* **TASK GOAL**:
Without altering a single word, repeat the records that follow.

══ EXTRACTED INFORMATION

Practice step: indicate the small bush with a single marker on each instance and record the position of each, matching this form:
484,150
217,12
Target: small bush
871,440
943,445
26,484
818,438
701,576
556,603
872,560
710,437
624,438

════

* **RESPONSE AREA**:
Practice step: indicate the small bush with a single marker on each instance and record the position of each, matching this form:
484,150
217,12
Target: small bush
871,440
943,445
26,484
818,438
701,576
556,603
872,560
710,437
624,438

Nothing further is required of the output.